Start of AVAILABLE DATA
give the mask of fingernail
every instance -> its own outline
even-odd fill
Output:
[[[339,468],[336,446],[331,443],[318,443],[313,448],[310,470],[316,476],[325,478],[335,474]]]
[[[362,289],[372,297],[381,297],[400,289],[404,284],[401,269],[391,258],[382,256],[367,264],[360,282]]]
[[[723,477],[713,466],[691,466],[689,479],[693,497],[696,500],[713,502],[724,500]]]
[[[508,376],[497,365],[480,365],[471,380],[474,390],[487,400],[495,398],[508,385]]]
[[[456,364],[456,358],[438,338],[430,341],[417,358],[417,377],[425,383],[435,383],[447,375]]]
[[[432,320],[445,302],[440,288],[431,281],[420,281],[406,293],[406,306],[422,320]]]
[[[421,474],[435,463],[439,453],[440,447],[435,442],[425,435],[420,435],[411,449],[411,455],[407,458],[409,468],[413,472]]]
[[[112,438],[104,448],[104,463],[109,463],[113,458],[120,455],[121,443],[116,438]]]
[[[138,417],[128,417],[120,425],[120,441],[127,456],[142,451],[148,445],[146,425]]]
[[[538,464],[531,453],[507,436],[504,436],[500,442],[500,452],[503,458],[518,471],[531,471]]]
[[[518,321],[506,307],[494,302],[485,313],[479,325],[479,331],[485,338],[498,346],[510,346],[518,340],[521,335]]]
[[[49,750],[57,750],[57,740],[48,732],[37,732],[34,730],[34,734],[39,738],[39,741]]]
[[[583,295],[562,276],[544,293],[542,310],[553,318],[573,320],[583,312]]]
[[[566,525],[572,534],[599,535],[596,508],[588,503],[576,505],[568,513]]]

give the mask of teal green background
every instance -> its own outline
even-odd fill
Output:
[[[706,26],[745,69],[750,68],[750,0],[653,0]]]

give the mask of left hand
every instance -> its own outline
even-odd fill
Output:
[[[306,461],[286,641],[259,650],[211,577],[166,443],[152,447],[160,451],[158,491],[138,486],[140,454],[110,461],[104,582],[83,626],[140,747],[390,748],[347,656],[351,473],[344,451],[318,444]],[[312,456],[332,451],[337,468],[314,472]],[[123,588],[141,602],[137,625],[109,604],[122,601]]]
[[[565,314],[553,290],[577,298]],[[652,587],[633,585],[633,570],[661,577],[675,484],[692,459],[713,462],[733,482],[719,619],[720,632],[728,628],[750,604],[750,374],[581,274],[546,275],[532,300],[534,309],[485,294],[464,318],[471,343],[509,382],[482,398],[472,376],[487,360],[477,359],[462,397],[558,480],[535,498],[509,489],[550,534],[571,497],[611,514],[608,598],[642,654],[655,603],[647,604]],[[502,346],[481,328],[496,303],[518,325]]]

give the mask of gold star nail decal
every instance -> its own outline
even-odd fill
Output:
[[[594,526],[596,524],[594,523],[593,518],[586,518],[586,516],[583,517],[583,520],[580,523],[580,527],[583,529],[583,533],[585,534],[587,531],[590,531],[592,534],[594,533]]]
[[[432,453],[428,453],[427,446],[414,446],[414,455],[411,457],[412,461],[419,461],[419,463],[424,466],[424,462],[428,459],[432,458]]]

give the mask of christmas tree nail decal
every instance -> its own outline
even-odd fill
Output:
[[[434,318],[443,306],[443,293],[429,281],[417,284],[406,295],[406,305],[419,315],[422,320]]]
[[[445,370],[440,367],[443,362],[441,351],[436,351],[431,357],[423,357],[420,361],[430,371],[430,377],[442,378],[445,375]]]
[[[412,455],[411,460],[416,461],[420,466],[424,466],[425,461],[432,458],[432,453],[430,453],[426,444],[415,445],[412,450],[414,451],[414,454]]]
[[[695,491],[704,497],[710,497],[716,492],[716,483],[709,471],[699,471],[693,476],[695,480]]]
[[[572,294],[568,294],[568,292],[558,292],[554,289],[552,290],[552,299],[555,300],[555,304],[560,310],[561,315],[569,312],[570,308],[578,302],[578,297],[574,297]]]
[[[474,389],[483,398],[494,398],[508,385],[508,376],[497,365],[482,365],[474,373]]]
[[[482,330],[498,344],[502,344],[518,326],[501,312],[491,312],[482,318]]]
End of AVAILABLE DATA
▶ **TRY IT**
Copy out the entries. Leave every line exactly as it is.

▶ **ANSWER TO THIS TASK**
give the mask of fingernail
every instance -> its own outline
even-odd fill
Output:
[[[339,468],[336,446],[331,443],[318,443],[313,448],[310,470],[316,476],[325,478],[335,474]]]
[[[362,289],[372,297],[381,297],[400,289],[404,284],[401,269],[391,258],[382,256],[367,264],[360,282]]]
[[[723,477],[713,466],[691,466],[689,479],[693,497],[696,500],[713,502],[724,500]]]
[[[508,376],[497,365],[480,365],[471,380],[474,390],[487,400],[495,398],[508,385]]]
[[[456,364],[456,358],[438,338],[430,341],[417,358],[417,377],[425,383],[435,383],[447,375]]]
[[[432,320],[445,302],[440,288],[431,281],[420,281],[406,293],[406,306],[422,320]]]
[[[421,474],[435,463],[439,453],[440,447],[435,442],[425,435],[420,435],[411,449],[411,455],[407,458],[409,468],[413,472]]]
[[[112,438],[104,448],[104,463],[109,463],[113,458],[120,455],[121,443],[116,438]]]
[[[138,417],[128,417],[120,425],[120,441],[127,456],[142,451],[148,445],[146,425]]]
[[[538,464],[531,453],[507,436],[504,436],[500,442],[500,452],[503,458],[518,471],[531,471]]]
[[[518,321],[506,307],[494,302],[485,313],[479,325],[479,331],[485,338],[498,346],[510,346],[518,340],[521,335]]]
[[[49,750],[57,750],[57,740],[48,732],[37,732],[34,730],[34,734],[39,738],[39,741]]]
[[[583,295],[562,276],[544,293],[542,310],[553,318],[573,320],[583,312]]]
[[[566,525],[572,534],[599,535],[596,508],[588,503],[576,505],[568,513]]]

give the mask of teal green background
every instance -> its own outline
even-odd fill
Output:
[[[706,26],[745,69],[750,68],[750,0],[653,0]]]

give the mask of left hand
every instance -> its own outline
even-odd fill
Output:
[[[306,461],[286,641],[259,650],[211,577],[166,443],[152,447],[160,451],[158,491],[138,486],[140,454],[110,461],[104,582],[83,626],[140,747],[390,748],[347,656],[351,473],[344,451],[318,444]],[[312,456],[332,451],[337,468],[314,472]],[[123,588],[141,602],[137,625],[109,604],[122,601]]]
[[[565,314],[553,290],[577,298]],[[652,587],[633,585],[633,570],[661,577],[675,484],[692,459],[713,462],[733,482],[719,619],[720,632],[728,628],[750,604],[750,374],[581,274],[546,275],[532,300],[534,309],[485,294],[464,318],[471,343],[509,382],[482,398],[472,376],[487,360],[477,359],[462,397],[558,480],[535,498],[509,489],[550,534],[571,497],[611,514],[608,598],[642,654],[655,603],[647,604]],[[502,346],[481,328],[496,303],[518,325]]]

give the mask of gold star nail decal
every instance -> its own outline
even-odd fill
Output:
[[[594,526],[596,524],[594,523],[593,518],[586,518],[586,516],[583,517],[583,520],[580,523],[580,527],[583,529],[583,533],[585,534],[587,531],[590,531],[592,534],[594,533]]]
[[[432,453],[428,453],[427,446],[414,446],[414,455],[411,457],[412,461],[419,461],[419,463],[424,466],[424,462],[428,459],[432,458]]]

give the mask of christmas tree nail decal
every instance -> its own outline
even-odd fill
Output:
[[[434,318],[443,306],[443,293],[429,281],[417,284],[406,295],[406,305],[419,315],[422,320]]]
[[[445,370],[440,367],[443,362],[441,351],[436,351],[431,357],[423,357],[420,361],[430,371],[430,377],[442,378],[445,375]]]
[[[412,455],[411,460],[416,461],[420,466],[424,466],[425,461],[432,458],[432,453],[430,453],[426,444],[415,445],[412,450],[414,451],[414,454]]]
[[[695,491],[704,497],[710,497],[716,492],[716,483],[709,471],[699,471],[693,476],[695,480]]]
[[[572,294],[568,294],[568,292],[558,292],[554,289],[552,290],[552,299],[555,300],[555,304],[560,310],[561,315],[569,312],[570,308],[578,302],[578,297],[574,297]]]
[[[474,389],[483,398],[494,398],[508,385],[508,376],[497,365],[482,365],[474,373]]]
[[[482,330],[498,344],[502,344],[518,326],[501,312],[491,312],[482,318]]]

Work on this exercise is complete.